# ACTIVITY:
The stretch from the line with "Guideline: the keypoint for each instance of the rear" through the line with "Guideline: the keypoint for each instance of the parked" in the records below: write it out exactly, and nothing else.

# DATASET ENTRIES:
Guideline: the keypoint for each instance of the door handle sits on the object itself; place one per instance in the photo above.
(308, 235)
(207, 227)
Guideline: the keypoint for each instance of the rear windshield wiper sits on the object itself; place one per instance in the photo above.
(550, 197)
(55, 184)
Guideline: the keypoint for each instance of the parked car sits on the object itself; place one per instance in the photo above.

* * *

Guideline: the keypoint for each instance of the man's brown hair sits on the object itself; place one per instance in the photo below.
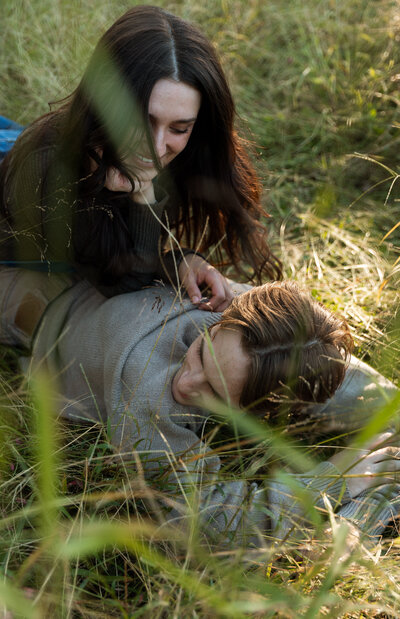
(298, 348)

# EXPECTED OUTPUT:
Guideline: the keypoint for each instance of the rear windshield wiper sits on the object itself; place one per instance in the photo above.
(550, 197)
(55, 184)
Guideline: the keypoint for each instance of the parked car sits on the object itself; place one per instance in the photo above.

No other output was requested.